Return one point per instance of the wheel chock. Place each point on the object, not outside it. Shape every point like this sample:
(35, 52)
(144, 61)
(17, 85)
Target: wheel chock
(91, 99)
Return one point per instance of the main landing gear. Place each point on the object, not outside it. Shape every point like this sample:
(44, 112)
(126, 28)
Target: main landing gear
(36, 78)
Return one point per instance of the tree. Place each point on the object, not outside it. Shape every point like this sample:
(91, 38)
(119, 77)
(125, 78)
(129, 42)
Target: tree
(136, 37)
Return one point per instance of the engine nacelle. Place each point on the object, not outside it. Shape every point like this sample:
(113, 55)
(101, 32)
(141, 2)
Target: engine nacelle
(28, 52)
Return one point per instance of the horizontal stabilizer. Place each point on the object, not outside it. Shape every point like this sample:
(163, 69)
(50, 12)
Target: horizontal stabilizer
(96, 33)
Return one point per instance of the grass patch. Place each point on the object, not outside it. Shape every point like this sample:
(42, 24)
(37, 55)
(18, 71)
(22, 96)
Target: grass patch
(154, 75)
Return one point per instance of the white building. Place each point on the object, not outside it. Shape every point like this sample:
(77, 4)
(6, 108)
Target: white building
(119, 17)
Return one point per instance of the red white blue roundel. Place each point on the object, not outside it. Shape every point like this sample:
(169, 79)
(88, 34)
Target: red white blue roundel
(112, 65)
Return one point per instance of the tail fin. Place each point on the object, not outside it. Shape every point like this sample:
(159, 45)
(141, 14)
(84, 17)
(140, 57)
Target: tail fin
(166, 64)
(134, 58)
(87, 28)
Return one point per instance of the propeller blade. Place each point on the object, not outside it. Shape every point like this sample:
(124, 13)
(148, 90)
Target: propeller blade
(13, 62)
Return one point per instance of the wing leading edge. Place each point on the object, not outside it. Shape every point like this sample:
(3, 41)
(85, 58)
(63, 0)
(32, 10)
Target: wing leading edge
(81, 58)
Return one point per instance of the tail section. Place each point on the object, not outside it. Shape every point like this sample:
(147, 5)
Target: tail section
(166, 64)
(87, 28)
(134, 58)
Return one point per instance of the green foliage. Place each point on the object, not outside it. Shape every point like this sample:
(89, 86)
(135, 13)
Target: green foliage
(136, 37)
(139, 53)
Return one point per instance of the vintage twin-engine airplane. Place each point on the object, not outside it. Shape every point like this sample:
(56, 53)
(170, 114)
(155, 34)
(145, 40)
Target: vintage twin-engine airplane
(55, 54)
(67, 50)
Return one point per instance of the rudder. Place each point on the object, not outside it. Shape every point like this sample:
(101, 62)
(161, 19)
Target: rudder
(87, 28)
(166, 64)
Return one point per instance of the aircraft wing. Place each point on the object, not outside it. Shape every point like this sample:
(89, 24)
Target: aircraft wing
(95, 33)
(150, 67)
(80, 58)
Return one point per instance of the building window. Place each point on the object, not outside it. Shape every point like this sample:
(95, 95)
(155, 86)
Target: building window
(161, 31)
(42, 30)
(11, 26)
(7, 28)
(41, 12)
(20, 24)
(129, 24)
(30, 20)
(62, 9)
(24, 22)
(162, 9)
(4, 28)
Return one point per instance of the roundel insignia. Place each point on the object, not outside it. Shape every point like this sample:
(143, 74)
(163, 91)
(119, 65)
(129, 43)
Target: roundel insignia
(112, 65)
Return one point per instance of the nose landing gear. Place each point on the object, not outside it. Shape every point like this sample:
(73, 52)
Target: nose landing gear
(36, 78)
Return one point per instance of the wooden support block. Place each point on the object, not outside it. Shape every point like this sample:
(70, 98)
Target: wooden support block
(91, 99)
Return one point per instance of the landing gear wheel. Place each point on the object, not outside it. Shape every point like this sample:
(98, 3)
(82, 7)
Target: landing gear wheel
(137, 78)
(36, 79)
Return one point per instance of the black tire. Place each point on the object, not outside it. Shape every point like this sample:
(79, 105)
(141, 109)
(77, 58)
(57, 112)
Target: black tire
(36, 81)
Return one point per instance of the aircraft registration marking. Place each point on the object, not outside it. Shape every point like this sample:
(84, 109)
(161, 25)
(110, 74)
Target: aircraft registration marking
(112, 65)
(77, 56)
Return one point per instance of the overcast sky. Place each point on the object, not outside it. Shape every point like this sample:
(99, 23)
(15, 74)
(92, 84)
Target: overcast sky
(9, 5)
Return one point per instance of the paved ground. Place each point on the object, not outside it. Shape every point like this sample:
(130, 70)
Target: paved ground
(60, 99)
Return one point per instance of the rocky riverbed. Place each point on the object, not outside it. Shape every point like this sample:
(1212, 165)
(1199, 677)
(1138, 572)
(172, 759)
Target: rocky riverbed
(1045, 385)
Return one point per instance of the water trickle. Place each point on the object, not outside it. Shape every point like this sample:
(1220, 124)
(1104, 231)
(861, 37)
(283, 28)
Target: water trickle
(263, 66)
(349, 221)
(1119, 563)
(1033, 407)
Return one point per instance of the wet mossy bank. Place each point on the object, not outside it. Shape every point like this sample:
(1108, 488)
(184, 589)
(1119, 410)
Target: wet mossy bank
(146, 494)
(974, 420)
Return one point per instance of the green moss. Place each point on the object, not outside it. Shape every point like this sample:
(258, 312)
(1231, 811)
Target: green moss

═══

### [CHALLENGE]
Rewrite the lines above as a JSON list of strings, with one string per line and no blank lines.

### [ANSWER IN FULL]
[
  "Return one point per instance of the wheel chock. Place each point on the object, not outside it. Shape every point like this sample:",
  "(35, 52)",
  "(144, 61)",
  "(17, 85)",
  "Target: wheel chock",
  "(91, 99)",
  "Return one point per instance of the main landing gear. Place each point on the object, not outside it. Shape every point like this sample:",
  "(44, 112)",
  "(126, 28)",
  "Target: main landing gear",
  "(36, 78)",
  "Return one point per instance of the tree. Place each point on the object, not outside it. Shape every point like this sample:",
  "(91, 38)",
  "(119, 77)",
  "(125, 78)",
  "(129, 42)",
  "Target: tree",
  "(136, 37)",
  "Return one point per instance of the engine nacelle. Place each point on the object, not outside it. Shape every point like this sample:",
  "(113, 55)",
  "(101, 32)",
  "(141, 2)",
  "Target: engine nacelle",
  "(28, 52)",
  "Return one point per instance of the horizontal stabilizer. Place each point on the object, not outside it. Shape every point like this sample:",
  "(163, 69)",
  "(50, 12)",
  "Target: horizontal stabilizer",
  "(96, 33)",
  "Return one point per instance of the grass patch. Place each point on the object, not outside it. Shape every point like this sample:",
  "(42, 24)",
  "(37, 55)",
  "(18, 71)",
  "(22, 96)",
  "Target: grass patch",
  "(154, 75)",
  "Return one point per instance of the white building. Place each point on the object, not outside it. Shape every point like this sample:",
  "(77, 4)",
  "(6, 108)",
  "Target: white building",
  "(119, 17)",
  "Return one point per instance of the red white blue roundel. Place each point on the object, not outside it. Shape every point like this sample:",
  "(169, 79)",
  "(88, 34)",
  "Target: red white blue roundel",
  "(112, 65)",
  "Return one point per instance of the tail fin. Place each point on the object, not outside it. Shape every point like this sample:",
  "(159, 45)",
  "(141, 14)",
  "(84, 17)",
  "(140, 57)",
  "Target: tail fin",
  "(166, 64)",
  "(134, 58)",
  "(87, 28)",
  "Return one point per instance of the propeller blade. Place each point on the object, not outside it. Shape every point like this sample:",
  "(124, 13)",
  "(148, 90)",
  "Target: propeller blade",
  "(13, 62)",
  "Return one point per instance of the wing leading edge. Place each point on the object, not outside it. Shape every point like this sample:",
  "(3, 41)",
  "(85, 58)",
  "(63, 0)",
  "(32, 10)",
  "Target: wing leading edge",
  "(81, 58)",
  "Return one point per instance of the tail section. Place each point on the object, not outside it. Shape every point like this sample:",
  "(147, 5)",
  "Target: tail section",
  "(166, 64)",
  "(87, 28)",
  "(134, 58)",
  "Return one point per instance of the green foliage. Place each point on the object, not outside it. Shape every point like this sample:",
  "(89, 86)",
  "(135, 13)",
  "Target: green foliage",
  "(136, 37)",
  "(139, 53)",
  "Return one point per instance of the vintage twin-engine airplane. Place each point on the object, not outside it. Shape every point like this sample:",
  "(56, 53)",
  "(170, 114)",
  "(155, 34)",
  "(145, 40)",
  "Target: vintage twin-engine airplane",
  "(55, 54)",
  "(67, 50)",
  "Return one point per instance of the rudder. Place each point on the object, not outside it. Shape every point like this sample:",
  "(101, 62)",
  "(161, 19)",
  "Target: rudder",
  "(87, 28)",
  "(166, 64)",
  "Return one point per instance of the aircraft wing. Place each point on the object, not outside it. Shape every point like this sample:",
  "(89, 24)",
  "Target: aircraft wing",
  "(95, 33)",
  "(150, 67)",
  "(80, 58)",
  "Return one point per instance of the building window. Place each point on the object, not outside it. Shape every point like this sample:",
  "(95, 95)",
  "(155, 86)",
  "Target: building window",
  "(161, 31)",
  "(42, 30)",
  "(11, 26)",
  "(7, 28)",
  "(41, 12)",
  "(20, 24)",
  "(129, 24)",
  "(30, 20)",
  "(62, 9)",
  "(24, 22)",
  "(162, 9)",
  "(4, 28)",
  "Return one point per instance of the roundel insignia. Place each point on the object, not outside it. Shape every point like this sample:",
  "(143, 74)",
  "(163, 91)",
  "(119, 65)",
  "(129, 43)",
  "Target: roundel insignia",
  "(112, 65)",
  "Return one point per instance of the nose landing gear. Place each point on the object, not outside it. Shape every point like this sample:",
  "(73, 52)",
  "Target: nose landing gear",
  "(36, 78)",
  "Return one point per instance of the wooden support block. Place each point on the object, not outside it. Shape every point like this sample:",
  "(70, 98)",
  "Target: wooden support block",
  "(91, 99)",
  "Return one point per instance of the landing gear wheel. Place each point on the object, not outside it. Shape every point like this sample:",
  "(98, 3)",
  "(82, 7)",
  "Target: landing gear wheel",
  "(137, 78)",
  "(36, 79)",
  "Return one point per instance of the black tire. Place each point on the object, not outside it. Shape every point like this sample:",
  "(79, 105)",
  "(141, 109)",
  "(77, 58)",
  "(57, 112)",
  "Target: black tire",
  "(36, 81)",
  "Return one point per instance of the aircraft registration marking. Place each point on the object, not outside it. Shape every point like this sample:",
  "(84, 109)",
  "(161, 25)",
  "(110, 74)",
  "Target: aircraft registration marking",
  "(112, 65)",
  "(77, 56)",
  "Return one point per instance of the overcast sky. Place each point on the object, not outside it. Shape every point like this sample:",
  "(99, 23)",
  "(15, 74)",
  "(92, 84)",
  "Target: overcast sky",
  "(9, 5)",
  "Return one point per instance of the paved ground. Place each point on the object, not outside it. Shape every point like this sample:",
  "(130, 70)",
  "Target: paved ground",
  "(60, 99)",
  "Return one point per instance of the rocky riverbed. Place each point on the object, not outside it. Shape every point like this sample:",
  "(1212, 165)",
  "(1199, 677)",
  "(1138, 572)",
  "(172, 759)",
  "Target: rocky riverbed",
  "(1045, 385)",
  "Return one point per instance of the water trickle. Place each point on the object, not outside it. Shape every point like this sample:",
  "(1220, 124)",
  "(1104, 231)",
  "(861, 37)",
  "(283, 28)",
  "Target: water trickle",
  "(263, 66)",
  "(349, 221)",
  "(1119, 563)",
  "(1033, 407)",
  "Return one point per instance of the wet mossy bank. Place each point on the object, not outside it. Shape every point like this sample:",
  "(1108, 488)",
  "(184, 589)",
  "(1119, 410)",
  "Target: wet mossy bank",
  "(146, 494)",
  "(974, 420)",
  "Return one point per instance of the green moss. Place each point on the object, not outside it. Shape every point like this sample:",
  "(258, 312)",
  "(1231, 811)",
  "Target: green moss"
]